YOUR TASK >> Transcribe the following items line for line, with no changes.

[Coordinate annotation items]
* * *

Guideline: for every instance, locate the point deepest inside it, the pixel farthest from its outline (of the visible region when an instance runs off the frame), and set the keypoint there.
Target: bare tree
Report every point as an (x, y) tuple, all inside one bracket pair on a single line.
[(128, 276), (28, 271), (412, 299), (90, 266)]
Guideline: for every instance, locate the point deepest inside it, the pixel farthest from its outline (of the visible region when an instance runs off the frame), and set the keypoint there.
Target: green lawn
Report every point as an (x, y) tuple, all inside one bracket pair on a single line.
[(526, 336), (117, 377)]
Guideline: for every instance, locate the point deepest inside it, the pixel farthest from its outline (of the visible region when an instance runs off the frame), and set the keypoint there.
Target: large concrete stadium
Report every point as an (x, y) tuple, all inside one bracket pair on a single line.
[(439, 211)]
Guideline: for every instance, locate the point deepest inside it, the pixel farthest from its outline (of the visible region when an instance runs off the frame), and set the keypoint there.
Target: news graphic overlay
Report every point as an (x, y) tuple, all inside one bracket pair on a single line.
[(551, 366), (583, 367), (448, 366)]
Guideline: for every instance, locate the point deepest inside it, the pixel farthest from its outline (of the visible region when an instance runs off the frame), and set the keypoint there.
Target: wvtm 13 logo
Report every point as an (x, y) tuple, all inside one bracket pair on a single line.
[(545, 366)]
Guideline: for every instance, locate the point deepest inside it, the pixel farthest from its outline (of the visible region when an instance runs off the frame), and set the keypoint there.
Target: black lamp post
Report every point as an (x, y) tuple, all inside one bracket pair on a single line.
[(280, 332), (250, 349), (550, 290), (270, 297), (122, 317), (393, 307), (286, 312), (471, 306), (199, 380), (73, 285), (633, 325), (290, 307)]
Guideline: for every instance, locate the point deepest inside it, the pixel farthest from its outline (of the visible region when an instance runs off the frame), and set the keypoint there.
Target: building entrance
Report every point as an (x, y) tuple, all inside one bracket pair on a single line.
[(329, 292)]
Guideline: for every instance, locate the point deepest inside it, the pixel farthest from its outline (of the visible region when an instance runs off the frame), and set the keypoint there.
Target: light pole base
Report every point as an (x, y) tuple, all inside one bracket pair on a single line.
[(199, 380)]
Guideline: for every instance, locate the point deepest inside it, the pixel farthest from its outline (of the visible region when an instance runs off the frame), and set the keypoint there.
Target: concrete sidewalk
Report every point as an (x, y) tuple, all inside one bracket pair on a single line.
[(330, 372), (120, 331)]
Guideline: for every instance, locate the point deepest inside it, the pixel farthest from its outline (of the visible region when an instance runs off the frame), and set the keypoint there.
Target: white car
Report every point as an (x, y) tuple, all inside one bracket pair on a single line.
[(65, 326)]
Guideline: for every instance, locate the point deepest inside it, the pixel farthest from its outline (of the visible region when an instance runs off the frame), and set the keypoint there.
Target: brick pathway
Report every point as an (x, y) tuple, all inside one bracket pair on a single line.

* * *

COMPLETE OUTPUT >>
Guideline: for every instance, locate the point deepest inside it, the pixel farthest from its outline (of the visible region when an instance runs off the frame), and set the keypoint there.
Target: bare tree
Report every point as an (x, y) tuple, all inside one bracket pair on a single line.
[(128, 276), (28, 271), (412, 299), (90, 266)]
Guideline: for every instance, locate the point deepest inside it, the pixel farthest from its outline (of the visible region when an instance runs off the frame), and set the keypoint there.
Target: green lawn
Report every point as an (x, y) tuple, all inside one bracket pair on a single line.
[(526, 336), (117, 377)]
Guideline: for every instance, locate the point deepest inside it, the pixel farthest from its outline (of the visible region when an instance runs off the frame), and set the keypoint there.
Target: large concrete stadium
Report every point as an (x, y) tuple, all inside one bracket pair on a single line.
[(439, 211)]
Guideline: for every instance, locate the point deepest inside it, the pixel farthest from its outline (of the visible region when an instance runs off the frame), and set the keypoint there.
Target: news graphic overlay
Report every point as an (x, y) tuple, all inside one bracket pair on a single line.
[(551, 366), (583, 367), (448, 366)]
Guideline: for every instance, locate the point deepest inside it, the pixel farthest from its outline (of the visible region when an instance runs off the frame), and set the keypoint there.
Target: wvtm 13 logo
Report every point as an (x, y) tuple, all inside one bracket pair on a single line.
[(545, 366)]
Guideline: for every instance, locate the point deepest inside it, the pixel farthest from its outline (of the visible region when an instance runs off the frame), and set the keypoint there.
Target: black lamp post
Report every point as an (x, y) tuple, all inside one bracket pair on a single line.
[(280, 332), (250, 349), (550, 290), (270, 297), (122, 317), (393, 307), (286, 312), (471, 306), (199, 380), (73, 285), (633, 325), (290, 307)]
Guideline: for every instance, locate the point deepest inside it, the pixel farthest from its outline (of the visible region when an instance runs off the frame), and set the keypoint there.
Target: building entrance
Report every point as an (x, y) tuple, all inside one bracket pair on a single line.
[(329, 292)]
Guideline: for every instance, locate the point deepest inside it, the pixel farthest from its outline (of the visible region when an instance runs off the frame), and set the keypoint there.
Target: light pole base
Report every point as an (x, y) tuple, all inside one bracket pair on a single line.
[(199, 380)]
Guideline: for every instance, locate the point deepest inside it, the pixel farthest from its outline (of the visible region when an instance runs off the frame), and set the keypoint there.
Target: concrete sidewalk
Report every point as an (x, y) tuple, all inside one bracket pair on a single line.
[(330, 372), (120, 331)]
Guideline: for every instance, locate the point deepest inside it, the pixel farthest from its outline (of the visible region when an instance runs off the frame), and set the keypoint there.
Target: white car
Report every point as an (x, y) tuple, all inside one bracket pair on a single line.
[(65, 326)]
Guideline: for every instance, locate the point deepest inside it, the pixel farthest from its outline (of the visible region when an instance runs off the frame), and set the keypoint there.
Target: brick pathway
Report every point as an (x, y) tuple, all inside one bracket pair on a single line.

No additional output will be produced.